#### [What is being asked]
Copy these lines word for word, from the first line at the start through the line containing "column 456, row 318".

Pointing and labeling entries
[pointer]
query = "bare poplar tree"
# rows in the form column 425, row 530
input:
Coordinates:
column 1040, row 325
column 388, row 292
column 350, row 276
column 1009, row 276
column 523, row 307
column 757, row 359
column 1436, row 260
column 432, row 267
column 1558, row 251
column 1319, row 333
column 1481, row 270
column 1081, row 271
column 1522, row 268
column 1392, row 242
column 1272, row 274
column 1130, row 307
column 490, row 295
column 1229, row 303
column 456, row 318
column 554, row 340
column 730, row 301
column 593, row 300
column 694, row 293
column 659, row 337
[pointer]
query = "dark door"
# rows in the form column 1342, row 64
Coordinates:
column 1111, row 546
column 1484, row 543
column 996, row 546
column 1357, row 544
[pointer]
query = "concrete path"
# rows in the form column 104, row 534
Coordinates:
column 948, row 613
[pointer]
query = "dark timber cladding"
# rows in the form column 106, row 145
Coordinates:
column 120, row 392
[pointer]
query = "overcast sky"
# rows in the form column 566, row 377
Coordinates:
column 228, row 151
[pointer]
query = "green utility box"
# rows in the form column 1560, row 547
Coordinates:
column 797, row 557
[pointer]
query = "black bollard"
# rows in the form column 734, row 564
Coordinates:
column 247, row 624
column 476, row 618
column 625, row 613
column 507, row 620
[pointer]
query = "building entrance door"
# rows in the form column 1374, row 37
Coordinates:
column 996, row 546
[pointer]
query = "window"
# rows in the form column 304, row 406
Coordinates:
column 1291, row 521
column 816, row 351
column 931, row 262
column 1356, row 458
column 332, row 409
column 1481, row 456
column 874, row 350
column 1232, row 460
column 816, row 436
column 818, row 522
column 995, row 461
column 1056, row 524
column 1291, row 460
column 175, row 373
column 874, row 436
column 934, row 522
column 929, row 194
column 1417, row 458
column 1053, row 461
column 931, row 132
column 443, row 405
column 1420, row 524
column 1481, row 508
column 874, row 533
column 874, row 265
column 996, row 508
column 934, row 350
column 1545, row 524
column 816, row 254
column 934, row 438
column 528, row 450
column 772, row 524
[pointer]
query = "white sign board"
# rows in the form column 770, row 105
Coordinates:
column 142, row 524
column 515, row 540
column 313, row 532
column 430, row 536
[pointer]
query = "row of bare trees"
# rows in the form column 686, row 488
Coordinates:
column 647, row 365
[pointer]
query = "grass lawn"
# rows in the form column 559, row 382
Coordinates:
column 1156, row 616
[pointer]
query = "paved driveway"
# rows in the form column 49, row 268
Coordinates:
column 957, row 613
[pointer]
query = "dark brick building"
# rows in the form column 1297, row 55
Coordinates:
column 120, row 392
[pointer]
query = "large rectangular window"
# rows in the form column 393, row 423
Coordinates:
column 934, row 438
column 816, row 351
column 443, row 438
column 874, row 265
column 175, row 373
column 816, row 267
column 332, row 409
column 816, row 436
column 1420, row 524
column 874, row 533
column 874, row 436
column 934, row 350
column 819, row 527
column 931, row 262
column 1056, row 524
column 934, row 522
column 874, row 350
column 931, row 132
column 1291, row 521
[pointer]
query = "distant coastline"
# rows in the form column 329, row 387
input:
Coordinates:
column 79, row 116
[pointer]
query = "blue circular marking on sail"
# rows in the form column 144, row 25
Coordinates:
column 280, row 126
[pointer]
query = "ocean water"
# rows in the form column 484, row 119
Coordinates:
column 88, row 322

#### [Task response]
[pointer]
query = "bare poplar tree"
# rows in the form column 425, row 530
input:
Coordinates:
column 1040, row 325
column 388, row 292
column 350, row 276
column 1009, row 276
column 523, row 307
column 757, row 359
column 1436, row 260
column 432, row 267
column 1558, row 251
column 1319, row 333
column 1481, row 270
column 1081, row 271
column 1522, row 268
column 1392, row 242
column 1272, row 274
column 1130, row 307
column 490, row 295
column 1229, row 303
column 456, row 318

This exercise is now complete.